**WORK TO COMPLETE:**
Please write the next part of the screenwriting podcast transcript below, picking up right after its last line and keeping its back-and-forth between John and Craig about transitions.

**SOURCE DOCUMENT:**
John: Yeah, it’s not good.

Craig: No.

John: This is an obvious cliché, but when something is blowing up behind somebody and they don’t look back or acknowledge it blowing up.

Craig: “Damn, damn, damn!”

John: [laughs] Uh, yeah. It’s been such an acknowledged cliché that to do it now it sort of has to be sort of, you have to do something special with it because we’ve just seen it way too much — the being cool while something is blowing up behind you.

Craig: Yeah. Yeah, that’s ridiculous.

John: That’s ridiculous.

Craig: Old-timey camera flashbulb close-up opening a shot. Often in slow-mo so you can see the scorching filament. And this is, yeah, with that sound that goes, [camera flash sound effect]. Yeah. That should stop.

John: Yeah. And actually that’s a perfect opportunity for us to transition to our third topic today which is about transitions. Because that is an example of a transition.

Craig: Right.

John: It’s sort of a hacky transition. But, it’s a transition that somebody probably wrote in there. Okay, maybe it was written into the script, or maybe it was a thing that was done on set with the anticipation of like, well, this will be our transition to get us into a new moment. A sudden flash of light that will carry us into a new world.

So, let’s talk about transitions because it’s an important part of screenwriting that we really haven’t touched on so much over our 88 episodes.

Craig: Well, one thing that we should probably say right off the bat is that there are people out there in the screenwriting advice world who spread this nonsense that writers shouldn’t direct on the page. “Don’t tell the director what to do.”

Oh, please! We’re not selling screenplays to directors. Directors aren’t hiring us to write. We’re writing screenplays for people to read so that they can see a movie. And part of our intention when we write screenplays is to show what the movie should look like. The director doesn’t have to do what you say on the page. But, you know what? I find that they tend to appreciate that you’ve written with transitions in mind because it’s really important to them. And, frankly, if you don’t write with transitions in mind, some directors aren’t going to notice and they’re just going to shoot what you wrote and then it won’t connect.

Transitions are a super important part of moving from one scene to the next so you don’t feel like you’re just dragging your feet through a swamp of story, but rather being propelled forward through it.

John: So, let’s clarify some terms. There’s two things we mean when we talk about transitions. And one is literally just the all uppercase on the right hand margin of the page, CUT TO, or TRANSITION TO, or FADE TO, or CROSS-FADE TO. That is the element of transition. That is a physical thing that exists in the syntax of screenwriting.

And we’re only kind of half talking about that. That’s a way of indicating that you are moving to something new. Most modern screenplays don’t use CUT TOs after every scene. That’s a thing that you were sort of originally taught to do. And you can sort of tell first time screenwriters because they will always say CUT TO.

Craig: Right.

**GIVEN DATA:**
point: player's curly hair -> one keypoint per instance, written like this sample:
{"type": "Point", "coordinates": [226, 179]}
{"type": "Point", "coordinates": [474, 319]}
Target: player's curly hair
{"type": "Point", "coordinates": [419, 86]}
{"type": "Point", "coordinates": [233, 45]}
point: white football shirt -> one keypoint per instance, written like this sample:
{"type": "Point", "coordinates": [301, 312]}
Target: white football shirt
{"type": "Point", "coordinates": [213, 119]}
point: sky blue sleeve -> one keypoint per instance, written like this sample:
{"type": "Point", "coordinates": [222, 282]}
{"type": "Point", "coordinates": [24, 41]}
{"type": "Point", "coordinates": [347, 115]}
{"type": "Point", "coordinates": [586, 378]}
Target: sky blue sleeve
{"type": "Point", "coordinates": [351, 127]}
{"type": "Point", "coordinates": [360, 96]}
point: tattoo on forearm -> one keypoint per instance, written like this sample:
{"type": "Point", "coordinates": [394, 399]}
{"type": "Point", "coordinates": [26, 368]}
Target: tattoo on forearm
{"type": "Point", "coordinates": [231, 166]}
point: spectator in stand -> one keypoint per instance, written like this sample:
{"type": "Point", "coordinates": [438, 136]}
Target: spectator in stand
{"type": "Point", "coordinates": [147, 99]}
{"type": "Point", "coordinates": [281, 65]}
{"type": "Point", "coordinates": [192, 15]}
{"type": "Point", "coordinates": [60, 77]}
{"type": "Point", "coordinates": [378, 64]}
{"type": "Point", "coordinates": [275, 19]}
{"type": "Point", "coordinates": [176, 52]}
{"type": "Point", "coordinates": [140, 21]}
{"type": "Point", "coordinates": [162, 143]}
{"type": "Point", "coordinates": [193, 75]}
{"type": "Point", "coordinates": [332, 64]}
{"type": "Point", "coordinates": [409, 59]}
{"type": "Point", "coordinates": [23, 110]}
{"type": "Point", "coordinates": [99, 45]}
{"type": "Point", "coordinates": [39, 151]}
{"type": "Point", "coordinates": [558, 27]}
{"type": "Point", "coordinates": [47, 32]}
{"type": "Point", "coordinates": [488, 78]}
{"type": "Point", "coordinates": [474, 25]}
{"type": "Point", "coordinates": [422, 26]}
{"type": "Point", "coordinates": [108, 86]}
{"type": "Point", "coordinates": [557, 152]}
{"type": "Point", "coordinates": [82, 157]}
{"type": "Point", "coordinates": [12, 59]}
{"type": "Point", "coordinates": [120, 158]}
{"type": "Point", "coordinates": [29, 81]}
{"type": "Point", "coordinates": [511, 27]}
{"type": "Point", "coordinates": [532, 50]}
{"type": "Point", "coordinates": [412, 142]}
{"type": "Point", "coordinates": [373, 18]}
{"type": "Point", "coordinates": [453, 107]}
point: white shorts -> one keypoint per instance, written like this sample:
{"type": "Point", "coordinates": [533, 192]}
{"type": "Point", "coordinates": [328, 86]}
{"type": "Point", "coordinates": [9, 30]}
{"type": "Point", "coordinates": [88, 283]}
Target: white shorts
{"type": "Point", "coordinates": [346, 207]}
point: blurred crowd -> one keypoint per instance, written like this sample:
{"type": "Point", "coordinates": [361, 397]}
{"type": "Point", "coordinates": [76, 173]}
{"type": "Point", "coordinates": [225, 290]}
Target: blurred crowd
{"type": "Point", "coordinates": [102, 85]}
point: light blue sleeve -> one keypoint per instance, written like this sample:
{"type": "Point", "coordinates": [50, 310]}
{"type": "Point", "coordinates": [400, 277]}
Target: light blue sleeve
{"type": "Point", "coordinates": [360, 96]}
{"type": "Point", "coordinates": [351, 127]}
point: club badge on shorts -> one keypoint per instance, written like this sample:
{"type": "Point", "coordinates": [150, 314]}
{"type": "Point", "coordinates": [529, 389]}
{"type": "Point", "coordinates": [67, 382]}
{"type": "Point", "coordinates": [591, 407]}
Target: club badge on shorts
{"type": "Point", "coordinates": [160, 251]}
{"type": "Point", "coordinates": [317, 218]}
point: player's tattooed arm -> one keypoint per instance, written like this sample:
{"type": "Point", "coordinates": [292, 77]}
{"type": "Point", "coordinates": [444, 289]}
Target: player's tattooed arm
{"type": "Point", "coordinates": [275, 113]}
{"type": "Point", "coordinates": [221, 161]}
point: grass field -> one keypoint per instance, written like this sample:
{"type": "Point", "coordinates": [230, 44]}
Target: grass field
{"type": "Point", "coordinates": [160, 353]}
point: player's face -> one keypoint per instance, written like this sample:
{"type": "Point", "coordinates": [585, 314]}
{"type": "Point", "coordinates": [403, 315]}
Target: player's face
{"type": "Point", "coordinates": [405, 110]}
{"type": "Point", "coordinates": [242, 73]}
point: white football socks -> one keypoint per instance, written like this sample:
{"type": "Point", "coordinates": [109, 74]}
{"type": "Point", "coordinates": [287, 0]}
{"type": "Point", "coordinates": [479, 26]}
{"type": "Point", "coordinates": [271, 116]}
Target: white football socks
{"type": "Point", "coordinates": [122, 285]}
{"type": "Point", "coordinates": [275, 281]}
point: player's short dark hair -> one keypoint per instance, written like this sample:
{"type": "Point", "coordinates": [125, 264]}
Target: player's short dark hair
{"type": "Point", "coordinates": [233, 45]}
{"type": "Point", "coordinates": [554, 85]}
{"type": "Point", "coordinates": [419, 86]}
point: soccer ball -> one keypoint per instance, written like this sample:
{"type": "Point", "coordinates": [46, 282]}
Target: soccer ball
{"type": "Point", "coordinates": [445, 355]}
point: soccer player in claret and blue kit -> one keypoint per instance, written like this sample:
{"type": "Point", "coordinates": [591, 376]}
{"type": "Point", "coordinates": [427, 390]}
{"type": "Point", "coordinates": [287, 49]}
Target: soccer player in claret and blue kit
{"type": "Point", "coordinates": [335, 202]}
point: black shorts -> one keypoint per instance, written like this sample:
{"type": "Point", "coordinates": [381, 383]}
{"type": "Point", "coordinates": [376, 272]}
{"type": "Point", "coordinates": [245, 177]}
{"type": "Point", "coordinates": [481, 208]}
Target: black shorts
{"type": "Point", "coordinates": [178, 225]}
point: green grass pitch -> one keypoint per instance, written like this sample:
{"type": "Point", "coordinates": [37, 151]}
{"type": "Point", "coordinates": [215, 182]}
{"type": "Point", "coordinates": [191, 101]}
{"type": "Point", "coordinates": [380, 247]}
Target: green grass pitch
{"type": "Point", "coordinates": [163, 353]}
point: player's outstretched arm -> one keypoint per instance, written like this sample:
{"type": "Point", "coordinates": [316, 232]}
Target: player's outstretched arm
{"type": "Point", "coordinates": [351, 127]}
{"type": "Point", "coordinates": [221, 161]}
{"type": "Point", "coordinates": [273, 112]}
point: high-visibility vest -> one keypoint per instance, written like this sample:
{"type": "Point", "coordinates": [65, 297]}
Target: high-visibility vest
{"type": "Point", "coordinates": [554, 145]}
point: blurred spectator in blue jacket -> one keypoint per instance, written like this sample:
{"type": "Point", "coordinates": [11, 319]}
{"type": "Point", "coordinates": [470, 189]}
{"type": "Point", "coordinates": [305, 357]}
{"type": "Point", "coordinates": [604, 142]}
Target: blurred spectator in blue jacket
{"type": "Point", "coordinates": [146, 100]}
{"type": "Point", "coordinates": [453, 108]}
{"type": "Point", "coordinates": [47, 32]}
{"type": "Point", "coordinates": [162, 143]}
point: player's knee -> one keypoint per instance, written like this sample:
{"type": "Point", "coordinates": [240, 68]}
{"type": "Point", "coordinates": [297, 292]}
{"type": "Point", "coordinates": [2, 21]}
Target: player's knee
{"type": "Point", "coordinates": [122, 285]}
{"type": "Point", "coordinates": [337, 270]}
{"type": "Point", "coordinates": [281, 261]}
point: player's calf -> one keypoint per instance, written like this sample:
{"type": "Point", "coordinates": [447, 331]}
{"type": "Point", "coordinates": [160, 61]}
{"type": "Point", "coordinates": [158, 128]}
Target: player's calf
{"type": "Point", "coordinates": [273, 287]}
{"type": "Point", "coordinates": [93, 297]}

**OUTPUT OF THE EXERCISE:**
John: In most cases you won’t really use a CUT TO. In personal life, I only use CUT TO if I have to really show that it’s a hard cut from something to another thing, to really show that I’m breaking time and space to go to this next thing.

Usually you won’t do that. Usually what you’ll do is you want a scene to flow into the next scene. And that’s really what I think we should talk about today is how do you get that feeling of we’re in this scene, and now we’re moving into the next scene, and there’s a reason why we left that scene at this moment, or we’re coming into this scene at this moment.

Craig: Yeah. And this is a very kind of nuts and bolts craft thing. There are techniques. I mean, I wrote down a few techniques which I will run through. And you tell me what you think.

John: Great.

Craig: The first and the easiest one is size. A size transition is to go from a very tight shot to a super wide shot, or to go from a very wide shot to a super close shot. Sometimes you can even be in a medium shot where two people are talking, and then the next thing you see is a close-up of a watch, and then we’re into a scene where somebody is checking the time.

So, just using the juxtaposition of size in and of itself helps feel like things are happening and they’re connected.

John: So, let’s talk about what it actually looks like on the page, because you’re not describing every shot in a movie obviously. But, if you were in a dialogue situation where it was two characters talking, and they’d been talking for awhile, the assumption is that you’re going to get into some fairly close coverage there. So, if it’s just about those two people, then if your next shot is described as a giant panorama of something, something, something, that is a big size transition.

Similarly, if you were to cut to the close-up of the watch, or some fine little detailed thing, then we’d say like, okay, that’s a huge size transition. Even if you’re not describing what that shot was on the outside, we have a sense of relative scale there. You don’t have to necessarily draw our attention to it, because we’ll notice that something different has happened.

Craig: It will help your reader see your movie instead of read it. I mean, it’s just real simple things like that.

Another simple one is music or sound. There’s nothing wrong with calling out a piece of music. It doesn’t have to even be a specific song. You may just say, okay, like we’re looking at two cops and they’re in the break room. They’re chitchatting. And then over the sound of hip-hop we are…and now we’re South Central, LA. Rolling down Crenshaw. Just to kind of help the reader understand there’s a connection here.

Similarly, you can use sounds. Two people are talking quietly about what needs to happen, and then the next thing we hear is a siren. And, by the way, you can pre-lap that audio, or you can have it just be a hard cut. But something that jolts us. In a weird way, the funny thing about transitions is they’re almost anti-transitional at times. It’s not about… — Because the point is you want people to understand I’m in a new place at a new time. And if it all just flows together like mush, it’s almost too transitional.

John: Absolutely. There are time where we want that really smooth legato sort of flow from one thing to the next thing. And there are times where you want big, giant, abrupt things, like that cliché flashbulb, to tell us we are at a new place at a new time, and brand new information can be coming your way.

Craig: Exactly. One cool thing you can do, I wouldn’t overdo it, but it’s fun here and there, is what I call misdirect transitions. So, a guy says, “They’ll never see us coming,” and he’s got a gun. And we go to a close-up, bullets going into the gun. Pull back to reveal, interior, it’s another character loading a gun.

John: Exactly.

Craig: Little tricks, basically.

John: Yeah, and again, that’s a thing where if you did that three times in a movie, you’d be golden. If you did that ten times in a movie, we would want to strangle you.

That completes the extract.